### Problem statement
Extract every line of the records below and reproduce each one word for word, without changes.

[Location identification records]
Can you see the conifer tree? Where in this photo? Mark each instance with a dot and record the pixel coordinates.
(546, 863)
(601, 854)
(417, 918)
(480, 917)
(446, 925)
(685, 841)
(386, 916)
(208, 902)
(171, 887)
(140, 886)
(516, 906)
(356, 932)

### The response
Can you see the conifer tree? Where in this photo? Mark each instance with a dot and record the pixel coordinates.
(546, 863)
(601, 854)
(417, 918)
(480, 917)
(446, 925)
(685, 841)
(386, 916)
(208, 902)
(171, 887)
(140, 886)
(516, 906)
(356, 932)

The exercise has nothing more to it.